WORK REQUIRED: Reproduce the listing exactly, keeping every word as it is.

EXERCISE INPUT:
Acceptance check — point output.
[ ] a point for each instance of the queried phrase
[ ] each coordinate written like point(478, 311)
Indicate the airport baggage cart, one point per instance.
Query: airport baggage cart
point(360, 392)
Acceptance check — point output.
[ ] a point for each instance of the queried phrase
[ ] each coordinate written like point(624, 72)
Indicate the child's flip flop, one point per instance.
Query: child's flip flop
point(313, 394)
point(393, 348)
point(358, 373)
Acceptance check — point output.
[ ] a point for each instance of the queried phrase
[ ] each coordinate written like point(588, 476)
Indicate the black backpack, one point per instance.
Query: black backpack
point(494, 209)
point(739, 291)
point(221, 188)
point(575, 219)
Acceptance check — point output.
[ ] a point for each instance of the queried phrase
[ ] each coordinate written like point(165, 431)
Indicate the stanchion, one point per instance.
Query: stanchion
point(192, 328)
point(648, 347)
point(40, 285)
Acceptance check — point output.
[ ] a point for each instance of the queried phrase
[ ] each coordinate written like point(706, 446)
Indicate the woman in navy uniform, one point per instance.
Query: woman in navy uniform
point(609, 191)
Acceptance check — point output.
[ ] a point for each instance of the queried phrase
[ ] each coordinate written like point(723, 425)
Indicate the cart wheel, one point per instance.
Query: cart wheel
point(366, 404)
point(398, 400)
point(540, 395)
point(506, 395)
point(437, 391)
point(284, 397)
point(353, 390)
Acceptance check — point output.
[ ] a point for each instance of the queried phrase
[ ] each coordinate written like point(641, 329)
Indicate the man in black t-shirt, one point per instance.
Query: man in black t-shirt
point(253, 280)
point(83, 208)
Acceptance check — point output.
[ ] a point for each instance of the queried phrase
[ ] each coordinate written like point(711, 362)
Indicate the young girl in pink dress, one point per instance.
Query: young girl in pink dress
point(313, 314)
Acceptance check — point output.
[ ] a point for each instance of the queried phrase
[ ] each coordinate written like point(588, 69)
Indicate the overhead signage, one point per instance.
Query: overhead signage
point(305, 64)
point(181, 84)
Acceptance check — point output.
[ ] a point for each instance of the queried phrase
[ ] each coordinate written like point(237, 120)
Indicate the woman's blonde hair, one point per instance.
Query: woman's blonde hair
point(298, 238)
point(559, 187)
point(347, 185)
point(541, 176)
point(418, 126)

ANSWER FOR THE TASK:
Acceptance check — point output.
[ ] a point for each instance of the queried phrase
[ ] each coordinate written like point(478, 311)
Indicate the airport baggage cart, one point per instance.
Query: airport baggage cart
point(360, 392)
Acceptance check — point output.
[ ] a point for each instance of the queried phrase
[ ] each coordinate written like point(624, 72)
Indicate the child's flip flop, one point per instance.
Query: child's flip flop
point(313, 394)
point(393, 348)
point(358, 373)
Acceptance check — point output.
[ ] a point for each instance of the queried phrase
[ ] each coordinate written like point(588, 476)
Indicate the black backpack, one point per instance.
Query: black backpack
point(494, 209)
point(739, 291)
point(221, 188)
point(575, 219)
Acceptance check — point output.
[ ] a point for each instance of the queried phrase
[ ] each coordinate written like point(165, 431)
Indicate the stanchion, one point per instance.
Query: stanchion
point(192, 328)
point(648, 347)
point(40, 285)
Acceptance check — point output.
[ ] a point for each instance of the queried phrase
[ ] each coordinate written like point(706, 446)
Indicate the woman in navy uniform, one point per instance.
Query: woman in navy uniform
point(609, 191)
Acceptance check — point output.
[ ] a point for each instance of the queried phrase
[ ] each coordinate written like point(723, 425)
Indicate the cart wheel, one point per instance.
Query: cart wheel
point(366, 404)
point(398, 400)
point(540, 395)
point(506, 395)
point(437, 391)
point(284, 397)
point(353, 390)
Acceptance check — point output.
[ ] a point for each instance of the queried phrase
[ ] each coordinate written like point(641, 329)
Indicate the man in black t-shirt, one point per instance.
Query: man in black t-shirt
point(253, 280)
point(83, 208)
Acceptance check — point output.
[ ] a point for each instance of the queried phrase
[ ] each coordinate written like point(711, 362)
Indicate the young girl in pink dress, one point per instance.
Query: young girl in pink dress
point(313, 314)
Acceptance check — point output.
[ ] a point for each instance of the queried phrase
[ ] each coordinate written like point(588, 69)
Indicate the overhead signage, one point per instance.
Query: overhead signage
point(305, 64)
point(181, 84)
Acceptance check — point output.
[ ] a point for each instance of the queried phrase
[ ] each coordinate written like point(237, 120)
Indicate the woman's blonde hair, one point per instance.
Query: woman's blonde hair
point(298, 238)
point(559, 187)
point(347, 185)
point(541, 176)
point(418, 126)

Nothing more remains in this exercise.